#### EXERCISE:
Here the job is to copy the data exactly and to exclude every image from it.

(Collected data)
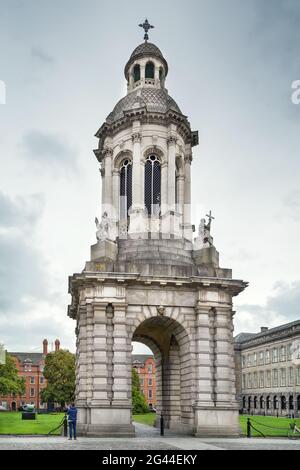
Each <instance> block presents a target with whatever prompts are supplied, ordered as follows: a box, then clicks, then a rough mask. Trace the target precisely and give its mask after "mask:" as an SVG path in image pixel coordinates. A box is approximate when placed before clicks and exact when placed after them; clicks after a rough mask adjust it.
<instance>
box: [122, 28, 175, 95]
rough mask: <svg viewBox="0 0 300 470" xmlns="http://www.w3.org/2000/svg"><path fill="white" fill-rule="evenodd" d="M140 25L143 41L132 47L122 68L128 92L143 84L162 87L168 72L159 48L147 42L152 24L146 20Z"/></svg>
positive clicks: (136, 87)
mask: <svg viewBox="0 0 300 470" xmlns="http://www.w3.org/2000/svg"><path fill="white" fill-rule="evenodd" d="M140 26H141V27H143V28H144V29H145V36H144V39H145V42H144V43H142V44H140V45H139V46H137V47H136V48H135V49H134V51H133V52H132V54H131V56H130V58H129V60H128V62H127V64H126V65H125V70H124V74H125V77H126V80H127V90H128V93H130V92H131V91H132V90H134V89H135V88H137V87H144V86H148V87H152V88H153V87H154V88H164V87H165V78H166V76H167V74H168V63H167V61H166V59H165V58H164V56H163V54H162V52H161V50H160V49H159V48H158V47H157V46H156V45H155V44H152V43H151V42H148V30H149V29H150V28H151V27H152V26H151V25H150V24H149V22H148V20H146V21H145V23H143V25H140Z"/></svg>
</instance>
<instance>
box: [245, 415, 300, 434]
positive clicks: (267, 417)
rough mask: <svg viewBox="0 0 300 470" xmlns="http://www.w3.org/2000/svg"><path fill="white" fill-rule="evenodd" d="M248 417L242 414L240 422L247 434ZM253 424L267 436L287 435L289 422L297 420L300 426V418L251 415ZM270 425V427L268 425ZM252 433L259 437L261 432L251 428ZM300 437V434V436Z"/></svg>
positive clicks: (252, 423) (258, 429) (288, 427)
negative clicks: (281, 417) (258, 431)
mask: <svg viewBox="0 0 300 470" xmlns="http://www.w3.org/2000/svg"><path fill="white" fill-rule="evenodd" d="M247 418H248V416H246V415H244V416H240V424H241V427H242V430H243V434H244V435H246V434H247ZM249 418H250V420H251V424H252V425H253V426H254V427H255V428H256V429H258V430H259V431H261V432H262V433H263V434H264V435H265V436H266V437H268V436H270V437H287V432H288V429H289V424H290V423H292V422H293V421H296V424H297V427H298V428H300V419H299V418H298V419H295V420H293V419H290V418H277V417H275V416H249ZM267 426H270V427H267ZM251 435H252V436H253V437H256V436H257V437H258V436H260V434H259V433H258V432H256V431H254V429H252V428H251ZM299 437H300V436H299Z"/></svg>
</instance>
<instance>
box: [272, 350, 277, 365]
mask: <svg viewBox="0 0 300 470" xmlns="http://www.w3.org/2000/svg"><path fill="white" fill-rule="evenodd" d="M272 362H278V349H277V348H274V349H273V350H272Z"/></svg>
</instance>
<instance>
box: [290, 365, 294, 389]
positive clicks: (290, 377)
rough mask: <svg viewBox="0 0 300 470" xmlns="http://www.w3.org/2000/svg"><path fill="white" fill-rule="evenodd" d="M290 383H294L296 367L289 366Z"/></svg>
mask: <svg viewBox="0 0 300 470" xmlns="http://www.w3.org/2000/svg"><path fill="white" fill-rule="evenodd" d="M289 385H294V368H293V367H290V368H289Z"/></svg>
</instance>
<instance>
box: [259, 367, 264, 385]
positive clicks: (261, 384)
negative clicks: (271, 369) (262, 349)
mask: <svg viewBox="0 0 300 470" xmlns="http://www.w3.org/2000/svg"><path fill="white" fill-rule="evenodd" d="M259 386H260V388H263V387H264V373H263V371H261V372H260V373H259Z"/></svg>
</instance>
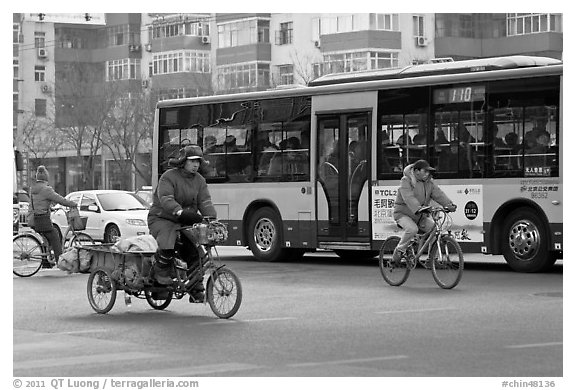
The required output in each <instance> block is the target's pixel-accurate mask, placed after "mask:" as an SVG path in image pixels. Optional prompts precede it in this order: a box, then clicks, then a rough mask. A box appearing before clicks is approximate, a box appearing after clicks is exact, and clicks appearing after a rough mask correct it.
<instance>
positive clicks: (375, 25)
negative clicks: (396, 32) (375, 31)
mask: <svg viewBox="0 0 576 390" xmlns="http://www.w3.org/2000/svg"><path fill="white" fill-rule="evenodd" d="M370 30H386V31H400V27H399V24H398V14H370Z"/></svg>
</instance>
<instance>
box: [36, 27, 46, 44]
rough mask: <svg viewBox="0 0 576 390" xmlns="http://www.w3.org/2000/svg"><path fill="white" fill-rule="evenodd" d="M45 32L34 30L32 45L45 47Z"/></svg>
mask: <svg viewBox="0 0 576 390" xmlns="http://www.w3.org/2000/svg"><path fill="white" fill-rule="evenodd" d="M45 44H46V33H45V32H43V31H35V32H34V47H35V48H41V47H46V46H45Z"/></svg>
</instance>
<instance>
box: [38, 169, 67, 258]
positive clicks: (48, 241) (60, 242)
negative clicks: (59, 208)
mask: <svg viewBox="0 0 576 390" xmlns="http://www.w3.org/2000/svg"><path fill="white" fill-rule="evenodd" d="M49 177H50V175H49V174H48V170H46V167H45V166H44V165H40V166H39V167H38V169H37V170H36V182H35V183H34V184H32V187H31V188H30V199H31V200H32V202H31V203H32V205H33V208H34V211H36V212H39V211H44V212H46V213H48V214H50V206H51V205H52V204H61V205H63V206H67V207H78V205H77V204H76V202H72V201H71V200H68V199H66V198H64V197H62V196H61V195H59V194H58V193H57V192H56V191H54V189H53V188H52V187H50V185H49V184H48V179H49ZM42 234H44V235H45V236H46V238H47V239H48V242H49V243H50V246H51V247H52V250H53V251H54V260H55V262H56V263H58V258H59V257H60V255H61V254H62V243H61V242H60V235H59V234H58V231H57V230H56V228H54V227H53V226H52V229H51V230H49V231H43V232H42ZM53 265H54V264H44V266H46V267H52V266H53Z"/></svg>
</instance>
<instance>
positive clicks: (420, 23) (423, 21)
mask: <svg viewBox="0 0 576 390" xmlns="http://www.w3.org/2000/svg"><path fill="white" fill-rule="evenodd" d="M412 21H413V24H414V36H415V37H423V36H425V34H424V16H421V15H414V16H413V17H412Z"/></svg>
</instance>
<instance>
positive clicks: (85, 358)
mask: <svg viewBox="0 0 576 390" xmlns="http://www.w3.org/2000/svg"><path fill="white" fill-rule="evenodd" d="M158 356H159V355H158V354H152V353H146V352H120V353H104V354H100V355H82V356H70V357H62V358H53V357H51V358H49V359H42V360H25V361H21V362H14V370H24V369H31V368H48V367H62V366H78V365H89V364H99V363H110V362H113V361H123V362H124V361H130V360H135V359H151V358H157V357H158Z"/></svg>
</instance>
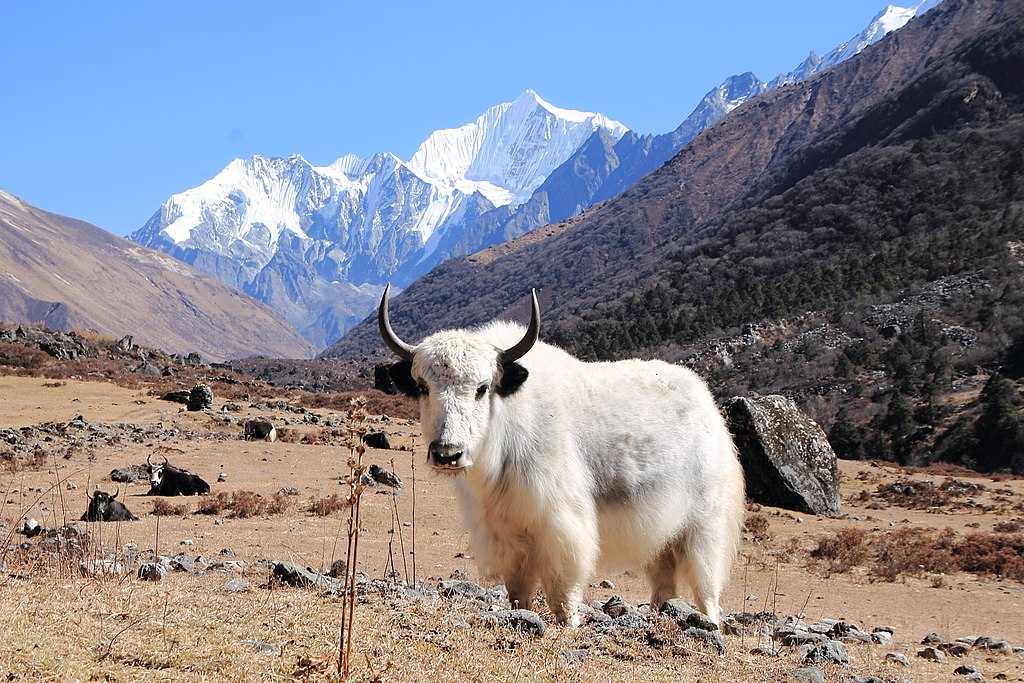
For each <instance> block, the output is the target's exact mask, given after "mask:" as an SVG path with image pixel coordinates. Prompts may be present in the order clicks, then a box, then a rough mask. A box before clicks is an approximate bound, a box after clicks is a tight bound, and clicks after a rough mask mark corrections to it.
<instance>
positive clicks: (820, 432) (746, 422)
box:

#### ANSWER TO THIS PROBLEM:
Each <instance> block presents a target with whatever prompts are supplied, ordered as follows: a box, then clicks, then a rough mask. Trace the target precisely and give its mask after "mask:" as an SVG path in image pixel coordinates. A box is approximate when placed before clicks and exact when placed after them; clicks after a rough mask adjust it.
<instance>
box: [122, 28, 175, 95]
rough mask: <svg viewBox="0 0 300 470" xmlns="http://www.w3.org/2000/svg"><path fill="white" fill-rule="evenodd" d="M140 25L143 41L132 47L122 68L128 92L143 84L162 87L168 72L159 48L147 42L152 24L146 20Z"/></svg>
positive clicks: (136, 87)
mask: <svg viewBox="0 0 300 470" xmlns="http://www.w3.org/2000/svg"><path fill="white" fill-rule="evenodd" d="M140 26H141V27H143V28H144V29H145V36H144V39H145V42H144V43H142V44H140V45H139V46H137V47H136V48H135V49H134V51H133V52H132V54H131V56H130V58H129V60H128V62H127V64H126V65H125V70H124V74H125V77H126V80H127V90H128V93H130V92H131V91H132V90H134V89H135V88H137V87H144V86H148V87H152V88H153V87H154V88H164V87H165V78H166V76H167V74H168V63H167V61H166V59H165V58H164V56H163V54H162V52H161V50H160V49H159V48H158V47H157V46H156V45H155V44H152V43H151V42H148V30H149V29H150V28H151V27H152V26H151V25H150V24H149V22H148V20H146V21H145V23H143V25H140Z"/></svg>
</instance>
<instance>
box: [245, 415, 300, 434]
positive clicks: (267, 417)
rough mask: <svg viewBox="0 0 300 470" xmlns="http://www.w3.org/2000/svg"><path fill="white" fill-rule="evenodd" d="M248 417L242 414L240 422L247 434ZM253 424L267 436L287 435L289 422L297 420L300 426V418L251 415ZM270 425V427L268 425ZM252 433L259 437L261 432L251 428ZM300 437V434V436Z"/></svg>
positive clicks: (252, 423) (258, 429) (288, 427)
negative clicks: (281, 417) (258, 431)
mask: <svg viewBox="0 0 300 470" xmlns="http://www.w3.org/2000/svg"><path fill="white" fill-rule="evenodd" d="M247 418H248V416H246V415H244V416H240V424H241V427H242V430H243V434H244V435H246V434H247ZM249 418H250V420H251V424H252V425H253V426H254V427H255V428H256V429H258V430H259V431H261V432H262V433H263V434H264V435H265V436H266V437H268V436H270V437H287V432H288V429H289V424H290V423H292V422H293V421H296V424H297V427H298V428H300V419H299V418H298V419H295V420H293V419H290V418H277V417H275V416H249ZM267 426H270V427H267ZM251 435H252V436H253V437H256V436H257V437H258V436H260V434H259V433H258V432H256V431H254V429H252V428H251ZM299 437H300V436H299Z"/></svg>
</instance>
<instance>
box: [272, 350, 277, 365]
mask: <svg viewBox="0 0 300 470" xmlns="http://www.w3.org/2000/svg"><path fill="white" fill-rule="evenodd" d="M272 362H278V349H277V348H274V349H273V350H272Z"/></svg>
</instance>
<instance>
box: [290, 365, 294, 389]
positive clicks: (290, 377)
rough mask: <svg viewBox="0 0 300 470" xmlns="http://www.w3.org/2000/svg"><path fill="white" fill-rule="evenodd" d="M290 383H294L296 367L289 366Z"/></svg>
mask: <svg viewBox="0 0 300 470" xmlns="http://www.w3.org/2000/svg"><path fill="white" fill-rule="evenodd" d="M289 385H294V368H293V367H290V368H289Z"/></svg>
</instance>
<instance>
box: [259, 367, 264, 385]
positive clicks: (261, 384)
negative clicks: (271, 369) (262, 349)
mask: <svg viewBox="0 0 300 470" xmlns="http://www.w3.org/2000/svg"><path fill="white" fill-rule="evenodd" d="M259 386H260V388H263V387H264V373H263V371H261V372H260V373H259Z"/></svg>
</instance>
The required output in each <instance> block is the target's pixel-accurate mask, placed after "mask:" as an SVG path in image pixels. Optional prompts precede it in this order: a box, then clicks, then a rough mask. A box appearing before clicks is approximate, a box appearing after clicks is exact, and clicks appearing after a rough mask correct it.
<instance>
positive clicks: (375, 25)
negative clicks: (396, 32) (375, 31)
mask: <svg viewBox="0 0 576 390" xmlns="http://www.w3.org/2000/svg"><path fill="white" fill-rule="evenodd" d="M370 30H386V31H400V27H399V24H398V14H370Z"/></svg>
</instance>
<instance>
box: [36, 27, 46, 44]
rough mask: <svg viewBox="0 0 576 390" xmlns="http://www.w3.org/2000/svg"><path fill="white" fill-rule="evenodd" d="M45 32L34 30L32 45L45 47Z"/></svg>
mask: <svg viewBox="0 0 576 390" xmlns="http://www.w3.org/2000/svg"><path fill="white" fill-rule="evenodd" d="M45 44H46V33H45V32H43V31H35V32H34V47H35V48H41V47H46V46H45Z"/></svg>
</instance>
<instance>
box: [38, 169, 67, 258]
positive clicks: (48, 241) (60, 242)
negative clicks: (59, 208)
mask: <svg viewBox="0 0 576 390" xmlns="http://www.w3.org/2000/svg"><path fill="white" fill-rule="evenodd" d="M49 177H50V175H49V174H48V170H46V167H45V166H44V165H40V166H39V167H38V169H37V170H36V182H35V183H34V184H32V187H31V188H30V199H31V200H32V202H31V203H32V205H33V208H34V211H36V212H39V211H44V212H46V213H48V214H50V206H51V205H52V204H61V205H63V206H67V207H78V205H77V204H76V202H72V201H71V200H68V199H66V198H64V197H62V196H61V195H59V194H58V193H57V192H56V191H54V189H53V188H52V187H50V185H49V184H48V179H49ZM42 234H44V235H45V236H46V238H47V239H48V242H49V243H50V246H51V247H52V250H53V251H54V260H55V262H56V263H58V258H59V257H60V255H61V254H62V243H61V242H60V235H59V234H58V231H57V230H56V228H54V227H53V226H52V229H51V230H49V231H43V232H42ZM53 265H54V264H44V266H46V267H52V266H53Z"/></svg>
</instance>
<instance>
positive clicks: (420, 23) (423, 21)
mask: <svg viewBox="0 0 576 390" xmlns="http://www.w3.org/2000/svg"><path fill="white" fill-rule="evenodd" d="M412 21H413V24H414V36H415V37H423V36H425V34H424V16H421V15H414V16H413V17H412Z"/></svg>
</instance>
<instance>
positive clicks: (85, 358)
mask: <svg viewBox="0 0 576 390" xmlns="http://www.w3.org/2000/svg"><path fill="white" fill-rule="evenodd" d="M158 356H159V355H158V354H152V353H146V352H120V353H104V354H100V355H82V356H70V357H62V358H53V357H51V358H49V359H42V360H25V361H21V362H14V370H24V369H31V368H48V367H62V366H78V365H89V364H99V363H110V362H113V361H123V362H124V361H130V360H135V359H151V358H157V357H158Z"/></svg>
</instance>
For each <instance> block, the output is the target's exact mask, given after "mask:" as an SVG path with image pixel coordinates. Prompts may be present in the order clicks, then a box, then a rough mask. A box before clicks is an approximate bound, a box after clicks is a tight bound, and clicks after a rough mask mark corrections to it.
<instance>
positive clicks: (820, 432) (746, 422)
box:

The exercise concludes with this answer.